[Natural-language object grounding data]
━━━━━━━━━━━━━━━━━━━━━━━━━━━━━━
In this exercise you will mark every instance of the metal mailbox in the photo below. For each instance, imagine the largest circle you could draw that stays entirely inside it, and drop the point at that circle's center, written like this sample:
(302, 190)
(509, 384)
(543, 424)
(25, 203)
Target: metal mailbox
━━━━━━━━━━━━━━━━━━━━━━━━━━━━━━
* _ACTIVITY_
Among the entries above, how many lines include "mailbox"? State the number and nothing else.

* _SOLUTION TO THIS PROBLEM_
2